WORK REQUIRED: Convert every line of the data below into a JSON list of strings, with one string per line and no blank lines. Leave out the pictures.

Records:
=====
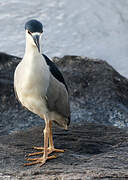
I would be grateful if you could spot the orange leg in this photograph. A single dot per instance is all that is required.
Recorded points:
(42, 159)
(51, 148)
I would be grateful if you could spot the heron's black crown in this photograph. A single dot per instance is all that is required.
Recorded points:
(34, 26)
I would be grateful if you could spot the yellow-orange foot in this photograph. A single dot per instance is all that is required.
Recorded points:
(40, 160)
(50, 150)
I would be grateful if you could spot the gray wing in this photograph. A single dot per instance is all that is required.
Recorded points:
(57, 98)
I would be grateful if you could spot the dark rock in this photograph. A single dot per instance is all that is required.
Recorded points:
(98, 95)
(91, 151)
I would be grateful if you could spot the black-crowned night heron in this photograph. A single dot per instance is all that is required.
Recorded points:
(41, 88)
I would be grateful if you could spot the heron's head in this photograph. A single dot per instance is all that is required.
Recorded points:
(34, 30)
=====
THE REPLY:
[
  "I would be grateful if you could spot the orange leg in this photograph. A single dot per instance is all that is required.",
  "Recorded points:",
  "(42, 159)",
  "(51, 148)",
  "I would be grateful if you could spot the heron's black crown in this photograph. A single dot per instance is all that is required.",
  "Recorded points:",
  "(34, 26)",
  "I would be grateful if you could spot the yellow-orange foot in this photograph. A single dot per instance is all that is required.",
  "Recorded points:",
  "(40, 160)",
  "(50, 150)",
  "I would be grateful if you could spot the gray wing in this photograph. A single dot per instance is all that is required.",
  "Recorded points:",
  "(57, 98)",
  "I would be grateful if you could spot the dark rock in this photograph. A single dot per instance is all that is required.",
  "Recorded points:",
  "(98, 95)",
  "(91, 151)",
  "I would be grateful if you could spot the black-crowned night heron in this photograph. A single dot per instance is all that is required.",
  "Recorded points:",
  "(41, 88)",
  "I would be grateful if you could spot the heron's head in this photograph. A single dot per instance is all that is required.",
  "Recorded points:",
  "(34, 30)"
]